• [Task]:
Give the number of lines in these entries that contain the string "segment", with no further comment.

[Extracted records]
_____

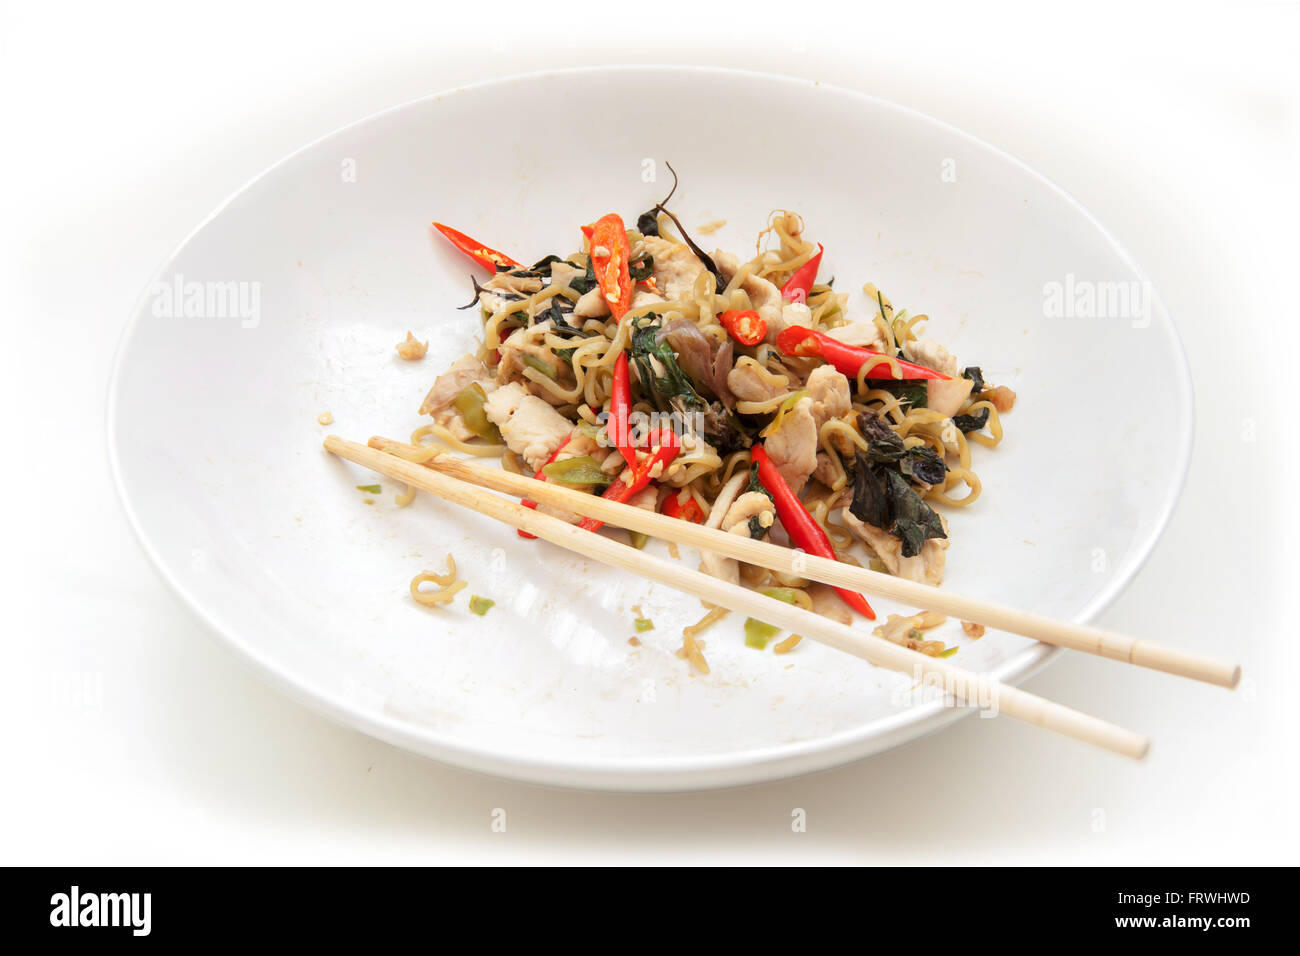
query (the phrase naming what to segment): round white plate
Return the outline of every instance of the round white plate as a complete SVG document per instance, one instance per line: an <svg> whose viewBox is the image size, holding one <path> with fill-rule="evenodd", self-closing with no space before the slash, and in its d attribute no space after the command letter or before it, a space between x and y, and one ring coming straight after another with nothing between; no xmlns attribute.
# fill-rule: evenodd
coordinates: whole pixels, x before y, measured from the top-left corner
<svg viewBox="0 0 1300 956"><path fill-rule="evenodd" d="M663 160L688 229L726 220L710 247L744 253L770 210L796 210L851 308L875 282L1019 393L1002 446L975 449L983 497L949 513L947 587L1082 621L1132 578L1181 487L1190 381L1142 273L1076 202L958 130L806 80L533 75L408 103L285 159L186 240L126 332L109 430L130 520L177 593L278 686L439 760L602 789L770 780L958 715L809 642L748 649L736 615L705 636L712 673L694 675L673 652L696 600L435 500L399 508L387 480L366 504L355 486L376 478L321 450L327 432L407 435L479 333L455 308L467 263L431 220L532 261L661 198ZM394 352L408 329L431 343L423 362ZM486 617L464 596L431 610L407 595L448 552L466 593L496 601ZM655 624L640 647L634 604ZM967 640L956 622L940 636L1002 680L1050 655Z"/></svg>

_____

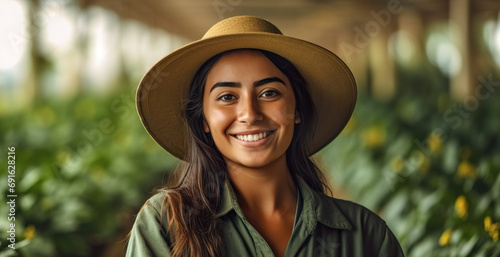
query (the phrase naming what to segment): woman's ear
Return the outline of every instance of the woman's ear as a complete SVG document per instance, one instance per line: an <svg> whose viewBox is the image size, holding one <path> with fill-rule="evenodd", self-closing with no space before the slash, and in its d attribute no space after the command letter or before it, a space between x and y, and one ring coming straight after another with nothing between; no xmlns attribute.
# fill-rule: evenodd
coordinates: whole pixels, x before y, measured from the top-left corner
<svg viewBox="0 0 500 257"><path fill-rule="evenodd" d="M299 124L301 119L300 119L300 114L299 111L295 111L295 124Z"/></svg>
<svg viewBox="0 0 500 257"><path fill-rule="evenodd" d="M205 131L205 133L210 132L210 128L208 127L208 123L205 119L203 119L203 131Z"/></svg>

_____

• [Written reply]:
2